> [PROBLEM DETAILS]: Rewrite all of the data below, replacing "whip antenna" with "radio antenna" and leaving everything else unchanged.

[Rows of box annotation data]
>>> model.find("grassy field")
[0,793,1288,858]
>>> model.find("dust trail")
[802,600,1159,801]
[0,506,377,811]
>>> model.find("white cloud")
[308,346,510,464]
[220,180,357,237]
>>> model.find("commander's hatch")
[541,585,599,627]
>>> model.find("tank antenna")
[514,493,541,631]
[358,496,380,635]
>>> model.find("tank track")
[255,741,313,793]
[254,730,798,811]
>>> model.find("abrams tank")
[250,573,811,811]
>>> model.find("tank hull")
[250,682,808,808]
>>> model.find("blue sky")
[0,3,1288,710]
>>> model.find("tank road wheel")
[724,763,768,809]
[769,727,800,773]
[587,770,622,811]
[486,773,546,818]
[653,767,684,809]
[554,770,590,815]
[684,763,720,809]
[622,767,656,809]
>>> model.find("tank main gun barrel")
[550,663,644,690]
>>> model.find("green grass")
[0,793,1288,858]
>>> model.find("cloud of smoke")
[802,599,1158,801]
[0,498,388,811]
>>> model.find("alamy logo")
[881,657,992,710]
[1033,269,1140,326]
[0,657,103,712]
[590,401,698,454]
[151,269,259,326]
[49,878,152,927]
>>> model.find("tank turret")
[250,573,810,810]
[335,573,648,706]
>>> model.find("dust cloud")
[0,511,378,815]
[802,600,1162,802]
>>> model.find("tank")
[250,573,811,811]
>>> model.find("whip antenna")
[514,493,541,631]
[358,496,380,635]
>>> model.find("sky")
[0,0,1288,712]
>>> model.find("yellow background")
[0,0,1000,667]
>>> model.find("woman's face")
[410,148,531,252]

> [RESULT BELOW]:
>>> model.find("grassy field")
[0,793,1288,858]
>>> model.find("dust trail")
[802,600,1159,801]
[0,506,377,811]
>>> model.find("white cloud")
[308,346,510,464]
[220,180,357,237]
>>> model.find("commander's hatch")
[541,585,599,627]
>>> model.find("tank antenna")
[514,493,541,631]
[358,496,380,635]
>>> model.find("tank track")
[255,741,313,793]
[254,730,798,811]
>>> model.find("abrams tank")
[250,573,811,811]
>>> model.find("tank hull")
[250,682,808,808]
>>> model.find("blue sky")
[0,3,1288,710]
>>> model.find("tank road wheel")
[724,763,768,809]
[769,727,800,773]
[587,770,622,811]
[486,773,546,818]
[653,767,684,809]
[554,770,590,815]
[684,763,720,809]
[622,767,656,809]
>>> model.find("tank main gun barrel")
[550,663,644,690]
>>> model.find("green grass")
[0,793,1288,858]
>>> model.find("cloud of smoke")
[802,599,1158,801]
[0,498,388,811]
>>> model.find("alamy logo")
[881,657,992,710]
[1033,269,1140,326]
[0,657,103,712]
[590,401,698,454]
[151,269,259,326]
[49,878,152,927]
>>> model.find("tank turret")
[250,573,810,810]
[335,573,648,706]
>>> model.find("dust cloud")
[0,511,378,815]
[802,600,1162,802]
>>> model.find("tank")
[250,573,811,811]
>>> model.find("radio antenna")
[514,493,541,631]
[358,496,380,635]
>>> model.find("sky")
[0,0,1288,712]
>>> model.find("yellow background")
[0,0,1000,667]
>>> model.find("woman's face")
[410,148,531,252]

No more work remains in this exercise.